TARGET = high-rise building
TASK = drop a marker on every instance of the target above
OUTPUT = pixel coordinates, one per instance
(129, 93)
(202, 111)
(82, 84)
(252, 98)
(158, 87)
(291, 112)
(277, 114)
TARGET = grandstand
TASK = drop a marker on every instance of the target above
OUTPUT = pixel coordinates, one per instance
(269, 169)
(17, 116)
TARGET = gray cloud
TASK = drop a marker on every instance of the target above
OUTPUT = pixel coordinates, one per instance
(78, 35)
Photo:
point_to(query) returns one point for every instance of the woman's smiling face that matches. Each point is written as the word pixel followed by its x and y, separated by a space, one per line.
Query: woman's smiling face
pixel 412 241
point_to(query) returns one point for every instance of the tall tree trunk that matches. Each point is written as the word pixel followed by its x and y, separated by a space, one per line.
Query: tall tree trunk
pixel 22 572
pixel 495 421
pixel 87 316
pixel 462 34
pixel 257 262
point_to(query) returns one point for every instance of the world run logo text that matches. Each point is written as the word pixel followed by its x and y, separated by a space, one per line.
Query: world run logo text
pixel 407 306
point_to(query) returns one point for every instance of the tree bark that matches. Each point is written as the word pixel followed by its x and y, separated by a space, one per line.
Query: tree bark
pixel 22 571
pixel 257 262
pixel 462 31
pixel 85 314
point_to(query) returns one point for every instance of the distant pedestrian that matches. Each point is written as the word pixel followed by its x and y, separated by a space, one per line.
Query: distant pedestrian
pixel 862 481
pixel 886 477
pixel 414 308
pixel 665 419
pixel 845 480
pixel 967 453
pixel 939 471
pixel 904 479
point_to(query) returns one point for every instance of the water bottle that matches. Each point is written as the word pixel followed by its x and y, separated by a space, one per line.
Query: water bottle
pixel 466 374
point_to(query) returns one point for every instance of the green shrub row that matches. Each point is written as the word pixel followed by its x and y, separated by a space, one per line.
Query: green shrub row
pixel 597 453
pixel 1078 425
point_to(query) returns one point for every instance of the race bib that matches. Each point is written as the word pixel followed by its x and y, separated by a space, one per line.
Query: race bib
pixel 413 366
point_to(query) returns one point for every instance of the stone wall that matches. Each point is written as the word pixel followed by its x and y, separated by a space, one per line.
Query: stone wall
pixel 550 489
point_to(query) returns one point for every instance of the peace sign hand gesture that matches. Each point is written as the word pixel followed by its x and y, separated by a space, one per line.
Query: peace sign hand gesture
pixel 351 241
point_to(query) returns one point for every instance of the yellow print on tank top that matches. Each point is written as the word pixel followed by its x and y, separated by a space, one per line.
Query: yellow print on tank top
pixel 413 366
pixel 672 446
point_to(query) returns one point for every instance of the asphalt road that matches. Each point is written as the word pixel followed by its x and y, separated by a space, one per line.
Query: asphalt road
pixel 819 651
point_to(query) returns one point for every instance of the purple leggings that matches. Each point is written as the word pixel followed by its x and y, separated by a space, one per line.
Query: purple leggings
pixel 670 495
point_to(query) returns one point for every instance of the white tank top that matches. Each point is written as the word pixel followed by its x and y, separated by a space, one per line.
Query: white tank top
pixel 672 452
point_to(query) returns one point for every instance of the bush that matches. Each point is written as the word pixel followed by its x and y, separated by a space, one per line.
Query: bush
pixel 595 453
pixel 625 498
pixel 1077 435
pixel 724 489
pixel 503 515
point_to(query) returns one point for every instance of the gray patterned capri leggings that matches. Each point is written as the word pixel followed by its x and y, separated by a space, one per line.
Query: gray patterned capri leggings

___

- _Stated problem_: Print the lines of the records from the line with "of the peace" to the line with "pixel 672 452", both included, reproducing each one exactly.

- _Result of this task_:
point_to(query) returns one point for every instance of the peace sign hand gesture that matches. Each point is written as the word pixel followed by its x and y, separated by a space, one per line.
Query: peace sign hand gesture
pixel 351 241
point_to(query) returns one point for every instance of the yellow print on tank top that matches. Each point is written as the word pixel followed by its x and y, separated by a space, one per line.
Query: yellow print on tank top
pixel 413 366
pixel 672 446
point_to(query) returns one point for every instance of the asphalt road that matches. Each point is written as the word pixel followed by its x and y, separated by a space, one per line.
Query: asphalt road
pixel 819 651
point_to(query) returns one point for every instance of the purple leggings that matches. Each point is written as the word pixel followed by its x and y, separated by a space, one per line.
Query: purple leggings
pixel 670 495
point_to(query) returns one point for every instance of the white tank top that matches. Each point is written as the word pixel followed by its x and y, separated by a space, one per line.
Query: white tank top
pixel 672 452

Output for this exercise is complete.